> [Set exercise] Find the line containing "Indicate the man wearing black". Retype it and every line after it through the end of the entries, exactly as written, with nothing added.
## BEGIN Dataset records
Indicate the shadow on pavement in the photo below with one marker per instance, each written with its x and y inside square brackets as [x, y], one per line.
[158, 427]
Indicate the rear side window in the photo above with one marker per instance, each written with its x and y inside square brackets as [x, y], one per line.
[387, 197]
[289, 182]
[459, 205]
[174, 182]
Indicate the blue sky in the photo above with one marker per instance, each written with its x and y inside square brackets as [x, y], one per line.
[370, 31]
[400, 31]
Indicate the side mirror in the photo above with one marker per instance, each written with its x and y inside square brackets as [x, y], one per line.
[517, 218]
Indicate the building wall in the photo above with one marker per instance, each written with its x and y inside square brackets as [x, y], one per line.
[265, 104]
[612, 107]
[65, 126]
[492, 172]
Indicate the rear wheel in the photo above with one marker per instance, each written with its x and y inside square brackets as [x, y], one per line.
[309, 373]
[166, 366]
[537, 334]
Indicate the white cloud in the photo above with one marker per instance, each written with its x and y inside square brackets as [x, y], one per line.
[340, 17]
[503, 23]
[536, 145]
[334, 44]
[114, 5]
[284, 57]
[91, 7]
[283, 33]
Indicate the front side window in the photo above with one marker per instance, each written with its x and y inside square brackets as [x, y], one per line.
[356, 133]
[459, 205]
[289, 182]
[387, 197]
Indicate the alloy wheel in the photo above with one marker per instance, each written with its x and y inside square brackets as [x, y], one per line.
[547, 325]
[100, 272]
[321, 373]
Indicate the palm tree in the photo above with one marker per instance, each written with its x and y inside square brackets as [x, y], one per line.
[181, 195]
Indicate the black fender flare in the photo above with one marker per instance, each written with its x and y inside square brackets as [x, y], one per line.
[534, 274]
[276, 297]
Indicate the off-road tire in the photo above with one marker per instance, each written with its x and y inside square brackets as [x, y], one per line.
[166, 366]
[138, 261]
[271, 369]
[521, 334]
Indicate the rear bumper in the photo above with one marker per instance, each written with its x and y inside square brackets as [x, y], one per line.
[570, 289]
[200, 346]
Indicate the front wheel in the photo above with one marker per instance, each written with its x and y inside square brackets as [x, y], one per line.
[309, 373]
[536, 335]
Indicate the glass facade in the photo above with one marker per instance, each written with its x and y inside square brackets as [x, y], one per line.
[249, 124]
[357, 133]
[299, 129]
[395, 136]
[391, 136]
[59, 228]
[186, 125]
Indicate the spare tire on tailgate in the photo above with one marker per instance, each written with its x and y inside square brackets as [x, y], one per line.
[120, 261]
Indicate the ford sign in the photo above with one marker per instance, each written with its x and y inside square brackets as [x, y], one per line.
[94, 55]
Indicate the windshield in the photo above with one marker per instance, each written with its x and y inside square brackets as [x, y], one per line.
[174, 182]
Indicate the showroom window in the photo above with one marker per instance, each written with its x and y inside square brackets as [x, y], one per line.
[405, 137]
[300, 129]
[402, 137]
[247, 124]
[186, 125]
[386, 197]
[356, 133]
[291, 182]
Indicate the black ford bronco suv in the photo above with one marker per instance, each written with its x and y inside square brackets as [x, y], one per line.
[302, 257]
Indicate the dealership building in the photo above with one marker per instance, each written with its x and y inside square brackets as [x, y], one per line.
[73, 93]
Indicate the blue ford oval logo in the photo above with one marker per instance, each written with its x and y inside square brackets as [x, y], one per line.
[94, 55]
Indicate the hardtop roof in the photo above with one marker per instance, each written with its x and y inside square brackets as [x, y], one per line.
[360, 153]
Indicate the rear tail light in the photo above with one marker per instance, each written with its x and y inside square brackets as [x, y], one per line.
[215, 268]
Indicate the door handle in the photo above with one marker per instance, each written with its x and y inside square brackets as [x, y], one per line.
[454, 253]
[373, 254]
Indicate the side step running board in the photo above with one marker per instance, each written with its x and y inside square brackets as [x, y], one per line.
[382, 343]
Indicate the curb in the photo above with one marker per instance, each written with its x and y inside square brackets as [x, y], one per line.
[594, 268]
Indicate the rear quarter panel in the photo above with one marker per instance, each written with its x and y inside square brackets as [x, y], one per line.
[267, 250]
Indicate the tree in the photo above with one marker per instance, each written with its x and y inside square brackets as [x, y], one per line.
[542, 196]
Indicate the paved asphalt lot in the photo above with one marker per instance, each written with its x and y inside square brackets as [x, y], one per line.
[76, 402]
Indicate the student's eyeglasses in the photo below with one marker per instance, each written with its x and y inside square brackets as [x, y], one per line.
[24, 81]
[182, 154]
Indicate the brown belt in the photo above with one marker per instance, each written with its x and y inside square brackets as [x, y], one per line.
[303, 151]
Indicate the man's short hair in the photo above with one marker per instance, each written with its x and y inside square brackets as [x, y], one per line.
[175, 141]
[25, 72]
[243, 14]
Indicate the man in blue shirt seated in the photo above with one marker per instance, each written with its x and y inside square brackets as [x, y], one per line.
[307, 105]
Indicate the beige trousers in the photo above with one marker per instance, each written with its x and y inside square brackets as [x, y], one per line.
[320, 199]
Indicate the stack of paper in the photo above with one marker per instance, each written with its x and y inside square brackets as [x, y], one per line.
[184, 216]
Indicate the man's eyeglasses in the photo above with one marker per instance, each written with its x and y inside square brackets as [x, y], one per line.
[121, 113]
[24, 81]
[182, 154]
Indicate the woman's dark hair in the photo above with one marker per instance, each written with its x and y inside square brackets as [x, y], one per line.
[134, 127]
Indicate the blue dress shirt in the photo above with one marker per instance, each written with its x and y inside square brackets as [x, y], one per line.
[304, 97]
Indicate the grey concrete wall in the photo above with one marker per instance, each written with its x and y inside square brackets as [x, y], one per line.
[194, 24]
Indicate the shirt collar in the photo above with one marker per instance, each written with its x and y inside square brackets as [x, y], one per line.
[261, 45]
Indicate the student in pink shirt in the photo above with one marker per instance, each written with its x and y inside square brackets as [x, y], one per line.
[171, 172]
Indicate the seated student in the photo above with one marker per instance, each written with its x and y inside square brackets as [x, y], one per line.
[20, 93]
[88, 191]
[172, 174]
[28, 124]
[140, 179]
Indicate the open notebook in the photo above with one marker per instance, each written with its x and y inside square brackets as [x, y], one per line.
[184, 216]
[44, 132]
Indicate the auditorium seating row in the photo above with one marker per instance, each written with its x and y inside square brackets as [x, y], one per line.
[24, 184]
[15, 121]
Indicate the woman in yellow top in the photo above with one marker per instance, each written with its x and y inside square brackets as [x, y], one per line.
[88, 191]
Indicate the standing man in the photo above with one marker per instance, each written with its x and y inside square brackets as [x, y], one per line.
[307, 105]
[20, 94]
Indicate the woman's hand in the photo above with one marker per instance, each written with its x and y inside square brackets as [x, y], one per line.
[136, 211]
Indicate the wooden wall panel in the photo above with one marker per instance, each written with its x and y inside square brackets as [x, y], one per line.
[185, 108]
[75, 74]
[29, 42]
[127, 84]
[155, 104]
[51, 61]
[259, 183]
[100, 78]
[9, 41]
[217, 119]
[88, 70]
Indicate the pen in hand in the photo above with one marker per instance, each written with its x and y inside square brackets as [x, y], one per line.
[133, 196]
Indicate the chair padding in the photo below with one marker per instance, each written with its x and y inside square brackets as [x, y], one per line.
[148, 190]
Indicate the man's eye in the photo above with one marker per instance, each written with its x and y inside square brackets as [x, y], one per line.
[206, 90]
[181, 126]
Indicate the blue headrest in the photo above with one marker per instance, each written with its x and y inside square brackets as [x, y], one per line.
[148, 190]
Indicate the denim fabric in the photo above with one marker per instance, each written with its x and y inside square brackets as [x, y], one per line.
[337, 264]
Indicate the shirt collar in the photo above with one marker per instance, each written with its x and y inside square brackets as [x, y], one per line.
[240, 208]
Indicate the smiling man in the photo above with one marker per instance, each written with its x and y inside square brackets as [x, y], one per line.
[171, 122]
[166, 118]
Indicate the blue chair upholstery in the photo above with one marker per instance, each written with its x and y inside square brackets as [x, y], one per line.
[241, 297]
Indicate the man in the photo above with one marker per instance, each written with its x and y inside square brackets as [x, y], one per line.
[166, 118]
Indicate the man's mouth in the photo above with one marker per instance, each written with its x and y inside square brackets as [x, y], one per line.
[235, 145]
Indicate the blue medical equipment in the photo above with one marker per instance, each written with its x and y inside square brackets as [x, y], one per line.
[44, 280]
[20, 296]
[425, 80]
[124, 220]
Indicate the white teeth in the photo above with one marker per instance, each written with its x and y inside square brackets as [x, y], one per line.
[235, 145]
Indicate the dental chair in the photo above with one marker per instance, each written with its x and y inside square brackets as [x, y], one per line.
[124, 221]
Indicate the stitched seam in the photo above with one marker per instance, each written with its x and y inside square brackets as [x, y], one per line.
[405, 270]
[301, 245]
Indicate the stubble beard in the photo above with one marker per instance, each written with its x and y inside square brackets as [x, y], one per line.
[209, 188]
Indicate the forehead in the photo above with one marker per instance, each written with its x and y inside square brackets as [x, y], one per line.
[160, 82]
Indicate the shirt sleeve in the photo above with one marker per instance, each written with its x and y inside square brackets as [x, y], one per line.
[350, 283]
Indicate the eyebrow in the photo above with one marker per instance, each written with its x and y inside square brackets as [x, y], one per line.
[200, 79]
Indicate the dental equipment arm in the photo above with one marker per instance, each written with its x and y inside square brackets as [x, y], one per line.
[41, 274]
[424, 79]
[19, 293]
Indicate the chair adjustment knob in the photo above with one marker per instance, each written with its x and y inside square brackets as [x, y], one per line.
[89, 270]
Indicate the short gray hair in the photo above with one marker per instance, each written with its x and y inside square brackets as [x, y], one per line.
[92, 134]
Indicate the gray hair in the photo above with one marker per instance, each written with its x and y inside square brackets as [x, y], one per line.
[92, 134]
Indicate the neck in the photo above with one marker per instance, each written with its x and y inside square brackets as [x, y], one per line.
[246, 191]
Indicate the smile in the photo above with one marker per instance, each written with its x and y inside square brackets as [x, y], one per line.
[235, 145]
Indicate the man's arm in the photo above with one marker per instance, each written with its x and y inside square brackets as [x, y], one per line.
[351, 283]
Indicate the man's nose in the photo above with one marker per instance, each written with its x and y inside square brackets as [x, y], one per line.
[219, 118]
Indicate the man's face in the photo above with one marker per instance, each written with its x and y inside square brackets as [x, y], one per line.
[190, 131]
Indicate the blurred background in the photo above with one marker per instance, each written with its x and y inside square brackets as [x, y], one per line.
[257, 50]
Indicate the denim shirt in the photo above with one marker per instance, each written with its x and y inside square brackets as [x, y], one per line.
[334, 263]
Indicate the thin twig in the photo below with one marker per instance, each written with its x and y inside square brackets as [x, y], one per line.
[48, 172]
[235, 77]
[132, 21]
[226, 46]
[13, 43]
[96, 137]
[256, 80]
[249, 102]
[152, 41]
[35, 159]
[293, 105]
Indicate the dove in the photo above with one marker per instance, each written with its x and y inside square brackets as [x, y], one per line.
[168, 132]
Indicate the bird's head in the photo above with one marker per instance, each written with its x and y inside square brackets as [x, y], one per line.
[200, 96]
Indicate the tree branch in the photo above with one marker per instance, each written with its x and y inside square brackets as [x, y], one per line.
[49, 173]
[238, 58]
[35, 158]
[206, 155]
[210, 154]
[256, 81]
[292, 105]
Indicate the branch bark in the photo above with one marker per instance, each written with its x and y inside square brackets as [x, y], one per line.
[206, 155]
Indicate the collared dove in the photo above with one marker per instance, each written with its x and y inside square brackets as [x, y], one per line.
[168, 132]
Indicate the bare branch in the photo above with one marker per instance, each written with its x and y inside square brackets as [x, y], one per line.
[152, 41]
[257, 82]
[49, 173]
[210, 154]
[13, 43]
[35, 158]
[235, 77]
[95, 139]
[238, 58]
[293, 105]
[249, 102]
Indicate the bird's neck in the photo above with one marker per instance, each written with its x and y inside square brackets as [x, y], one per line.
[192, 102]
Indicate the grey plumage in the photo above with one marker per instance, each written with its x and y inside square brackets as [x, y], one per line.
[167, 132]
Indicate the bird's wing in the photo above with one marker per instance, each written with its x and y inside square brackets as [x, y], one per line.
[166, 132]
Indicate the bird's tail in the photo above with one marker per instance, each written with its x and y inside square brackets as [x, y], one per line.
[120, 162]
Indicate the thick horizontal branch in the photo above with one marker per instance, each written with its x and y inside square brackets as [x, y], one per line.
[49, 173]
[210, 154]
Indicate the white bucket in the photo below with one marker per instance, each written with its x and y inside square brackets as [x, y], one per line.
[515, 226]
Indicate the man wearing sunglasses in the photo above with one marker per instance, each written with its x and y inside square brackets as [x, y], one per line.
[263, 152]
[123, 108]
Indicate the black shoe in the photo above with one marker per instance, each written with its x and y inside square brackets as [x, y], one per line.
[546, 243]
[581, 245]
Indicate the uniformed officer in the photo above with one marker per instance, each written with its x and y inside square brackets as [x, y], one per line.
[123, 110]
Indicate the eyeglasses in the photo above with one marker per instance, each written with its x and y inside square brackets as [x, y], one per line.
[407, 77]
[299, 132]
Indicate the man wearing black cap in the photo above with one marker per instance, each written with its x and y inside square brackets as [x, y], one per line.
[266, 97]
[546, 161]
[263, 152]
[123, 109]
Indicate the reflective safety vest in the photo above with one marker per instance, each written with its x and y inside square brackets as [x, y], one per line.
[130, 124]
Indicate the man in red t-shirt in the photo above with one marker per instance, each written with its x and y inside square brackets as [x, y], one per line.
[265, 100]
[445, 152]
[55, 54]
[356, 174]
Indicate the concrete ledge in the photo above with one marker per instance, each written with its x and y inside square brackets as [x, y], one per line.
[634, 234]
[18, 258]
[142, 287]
## END Dataset records
> [Written answer]
Indicate the man wearing black cap in the photo above with one marker per instance, each written with its x and y inside square brackets as [x, y], one per line.
[266, 97]
[546, 161]
[263, 152]
[123, 109]
Indicate the reflective safety vest in the photo above with one marker per instance, each written with its x and y inside square brackets as [x, y], one per line.
[130, 124]
Indicate the man in red t-shirt in the photo above with one marker per instance, each written with its x and y inside square brackets as [x, y], one per line.
[265, 100]
[445, 152]
[55, 54]
[356, 174]
Indicate the concrete ledge in the photo above with one marker per instance, each written with its x and y inside square brackets as [x, y], one per line.
[634, 234]
[18, 258]
[142, 287]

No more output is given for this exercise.